§ **DIRECTIONS FOR THIS TASK**
Rewrite the records below, replacing "dry dirt ground" with "dusty soil" and keeping everything else the same. Omit the pictures from your version.

§ **GIVEN ENTRIES**
● ● ●
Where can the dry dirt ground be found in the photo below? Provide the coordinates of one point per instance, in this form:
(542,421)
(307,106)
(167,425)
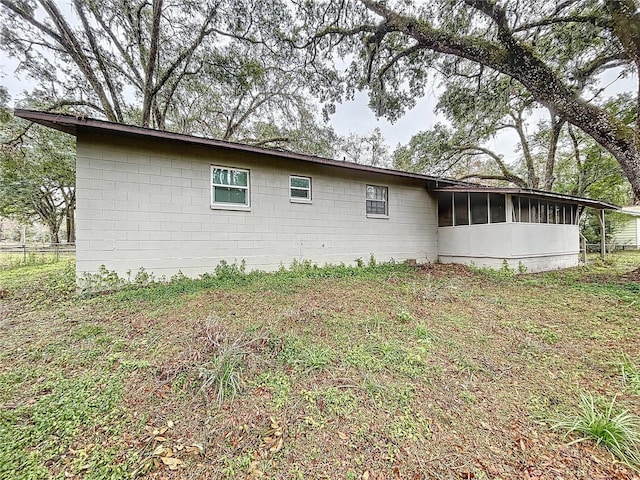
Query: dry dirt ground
(381,372)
● ● ●
§ **TASK SOLUTION**
Where can the dusty soil be found in the photo below? Provide the coordinates of one point per instance, in this form:
(542,421)
(307,106)
(167,425)
Query: dusty soil
(381,372)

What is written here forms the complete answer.